- [Given instruction]
Write out exactly the lines running from the line that includes "Spot the dragonfly and" to the end of the data, both ends included, and nothing besides.

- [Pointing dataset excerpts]
--------

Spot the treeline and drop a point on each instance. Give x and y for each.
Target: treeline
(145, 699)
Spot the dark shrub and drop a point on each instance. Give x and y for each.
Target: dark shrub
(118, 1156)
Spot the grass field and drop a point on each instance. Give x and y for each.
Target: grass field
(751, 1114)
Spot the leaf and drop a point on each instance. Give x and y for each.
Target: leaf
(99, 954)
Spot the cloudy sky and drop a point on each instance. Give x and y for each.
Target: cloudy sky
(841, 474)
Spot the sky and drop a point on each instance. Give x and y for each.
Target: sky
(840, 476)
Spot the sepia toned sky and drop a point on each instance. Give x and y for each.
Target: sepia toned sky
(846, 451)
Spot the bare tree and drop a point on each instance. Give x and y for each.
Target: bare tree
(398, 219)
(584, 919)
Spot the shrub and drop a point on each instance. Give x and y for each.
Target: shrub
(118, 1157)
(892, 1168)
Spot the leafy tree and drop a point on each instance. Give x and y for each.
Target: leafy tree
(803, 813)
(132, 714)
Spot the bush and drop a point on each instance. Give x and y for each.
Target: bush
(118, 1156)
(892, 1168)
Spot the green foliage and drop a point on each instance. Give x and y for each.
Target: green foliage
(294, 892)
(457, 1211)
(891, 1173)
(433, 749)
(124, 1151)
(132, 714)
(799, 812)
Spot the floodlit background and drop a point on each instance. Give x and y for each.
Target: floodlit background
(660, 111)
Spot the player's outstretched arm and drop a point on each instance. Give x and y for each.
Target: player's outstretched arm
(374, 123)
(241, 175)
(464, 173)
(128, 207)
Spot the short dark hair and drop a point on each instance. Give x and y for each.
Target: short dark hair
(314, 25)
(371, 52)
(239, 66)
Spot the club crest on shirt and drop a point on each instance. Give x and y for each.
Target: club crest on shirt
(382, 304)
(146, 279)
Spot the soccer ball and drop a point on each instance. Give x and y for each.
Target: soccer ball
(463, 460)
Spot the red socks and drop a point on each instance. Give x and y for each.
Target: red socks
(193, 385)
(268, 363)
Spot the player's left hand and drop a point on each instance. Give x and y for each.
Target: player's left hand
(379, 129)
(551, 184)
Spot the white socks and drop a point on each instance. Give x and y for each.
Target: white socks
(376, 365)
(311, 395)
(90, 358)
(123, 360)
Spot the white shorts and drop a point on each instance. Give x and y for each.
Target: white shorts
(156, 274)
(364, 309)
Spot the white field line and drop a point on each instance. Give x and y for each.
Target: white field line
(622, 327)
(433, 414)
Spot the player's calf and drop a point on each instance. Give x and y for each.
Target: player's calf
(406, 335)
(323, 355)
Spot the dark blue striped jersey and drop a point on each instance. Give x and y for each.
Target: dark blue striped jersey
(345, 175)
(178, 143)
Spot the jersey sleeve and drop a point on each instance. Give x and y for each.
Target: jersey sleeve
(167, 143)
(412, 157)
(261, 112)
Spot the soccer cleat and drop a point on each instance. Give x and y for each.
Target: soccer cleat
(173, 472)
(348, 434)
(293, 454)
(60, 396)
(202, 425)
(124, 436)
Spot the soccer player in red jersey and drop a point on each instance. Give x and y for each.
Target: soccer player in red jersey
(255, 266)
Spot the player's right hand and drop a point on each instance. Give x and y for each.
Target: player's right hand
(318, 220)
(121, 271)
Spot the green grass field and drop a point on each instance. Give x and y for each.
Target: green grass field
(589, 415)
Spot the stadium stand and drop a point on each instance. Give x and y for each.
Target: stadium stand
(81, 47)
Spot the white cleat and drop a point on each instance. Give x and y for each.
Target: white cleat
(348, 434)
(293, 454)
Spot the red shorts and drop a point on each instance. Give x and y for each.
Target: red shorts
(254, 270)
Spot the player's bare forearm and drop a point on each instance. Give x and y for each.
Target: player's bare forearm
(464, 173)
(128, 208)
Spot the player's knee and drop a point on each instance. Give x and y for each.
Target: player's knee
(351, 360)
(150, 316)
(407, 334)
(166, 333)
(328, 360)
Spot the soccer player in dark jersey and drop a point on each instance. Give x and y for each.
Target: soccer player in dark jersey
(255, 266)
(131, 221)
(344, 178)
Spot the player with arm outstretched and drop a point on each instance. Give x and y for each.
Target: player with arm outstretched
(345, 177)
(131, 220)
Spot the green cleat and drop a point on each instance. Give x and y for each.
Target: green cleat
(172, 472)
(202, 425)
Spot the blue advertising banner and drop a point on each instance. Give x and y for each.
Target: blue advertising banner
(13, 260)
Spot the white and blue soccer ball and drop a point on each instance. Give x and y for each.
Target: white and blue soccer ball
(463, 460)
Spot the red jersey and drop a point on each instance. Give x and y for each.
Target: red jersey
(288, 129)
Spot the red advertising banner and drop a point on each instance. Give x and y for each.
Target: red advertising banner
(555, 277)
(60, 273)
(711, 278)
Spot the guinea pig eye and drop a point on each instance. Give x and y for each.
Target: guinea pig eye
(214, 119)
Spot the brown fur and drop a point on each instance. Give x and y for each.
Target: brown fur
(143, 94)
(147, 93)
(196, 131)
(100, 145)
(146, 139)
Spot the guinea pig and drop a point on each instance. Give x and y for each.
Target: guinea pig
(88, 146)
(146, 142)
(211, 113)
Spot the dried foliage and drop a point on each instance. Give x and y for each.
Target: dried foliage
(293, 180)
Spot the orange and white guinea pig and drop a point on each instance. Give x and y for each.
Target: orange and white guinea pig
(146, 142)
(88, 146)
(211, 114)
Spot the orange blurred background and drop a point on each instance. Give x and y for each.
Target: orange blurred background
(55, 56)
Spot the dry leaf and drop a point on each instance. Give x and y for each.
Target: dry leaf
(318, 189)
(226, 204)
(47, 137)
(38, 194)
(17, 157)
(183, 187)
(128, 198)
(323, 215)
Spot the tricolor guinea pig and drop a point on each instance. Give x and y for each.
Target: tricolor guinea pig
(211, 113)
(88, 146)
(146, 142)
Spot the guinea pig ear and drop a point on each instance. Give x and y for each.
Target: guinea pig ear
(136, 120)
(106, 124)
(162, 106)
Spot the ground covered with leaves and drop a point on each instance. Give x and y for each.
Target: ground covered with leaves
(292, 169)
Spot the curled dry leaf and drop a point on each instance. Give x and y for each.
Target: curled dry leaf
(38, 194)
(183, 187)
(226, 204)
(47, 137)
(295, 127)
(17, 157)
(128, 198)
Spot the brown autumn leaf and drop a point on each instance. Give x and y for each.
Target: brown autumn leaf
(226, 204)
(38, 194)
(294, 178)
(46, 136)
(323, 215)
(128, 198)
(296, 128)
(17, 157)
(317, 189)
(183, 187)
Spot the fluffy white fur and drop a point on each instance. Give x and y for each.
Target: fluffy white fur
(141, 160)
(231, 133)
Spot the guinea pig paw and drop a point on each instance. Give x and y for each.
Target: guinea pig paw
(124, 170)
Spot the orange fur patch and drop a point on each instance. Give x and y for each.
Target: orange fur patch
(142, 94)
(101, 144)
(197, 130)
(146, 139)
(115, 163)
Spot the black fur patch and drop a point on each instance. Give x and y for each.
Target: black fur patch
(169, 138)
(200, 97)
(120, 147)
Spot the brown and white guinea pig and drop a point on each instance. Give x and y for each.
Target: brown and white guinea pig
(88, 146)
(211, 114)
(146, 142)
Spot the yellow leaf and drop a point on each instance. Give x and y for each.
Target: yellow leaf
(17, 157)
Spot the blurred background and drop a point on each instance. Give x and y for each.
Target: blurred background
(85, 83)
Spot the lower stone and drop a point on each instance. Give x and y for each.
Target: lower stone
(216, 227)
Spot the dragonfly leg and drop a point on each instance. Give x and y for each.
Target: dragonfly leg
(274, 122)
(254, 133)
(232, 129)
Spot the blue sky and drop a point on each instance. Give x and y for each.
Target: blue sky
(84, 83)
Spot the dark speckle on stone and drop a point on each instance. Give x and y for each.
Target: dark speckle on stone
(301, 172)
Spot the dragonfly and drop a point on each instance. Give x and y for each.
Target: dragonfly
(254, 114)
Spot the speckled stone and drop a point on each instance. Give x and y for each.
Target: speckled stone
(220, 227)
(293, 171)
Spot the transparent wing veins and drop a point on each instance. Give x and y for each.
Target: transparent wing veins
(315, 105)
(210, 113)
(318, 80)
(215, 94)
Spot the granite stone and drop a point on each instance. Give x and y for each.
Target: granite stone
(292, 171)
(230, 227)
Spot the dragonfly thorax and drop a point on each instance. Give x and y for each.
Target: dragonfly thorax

--------

- [Result of the task]
Spot the dragonfly and drop a point on each instance. Give x and y for each.
Target: dragonfly
(254, 114)
Spot the speckled stone and drop a point on each instance. Give x and y for each.
Target: speckled stone
(220, 227)
(293, 171)
Spot the transparent wing veins and drop a point on each instance. Give x and y for each.
Target: transparent wing veins
(315, 105)
(210, 113)
(318, 80)
(215, 94)
Spot the granite stone and drop a point on each instance. Give x and y for each.
Target: granite stone
(292, 171)
(230, 227)
Spot the dragonfly thorax and drop a point on each instance. Give x and y for each.
Target: dragonfly thorax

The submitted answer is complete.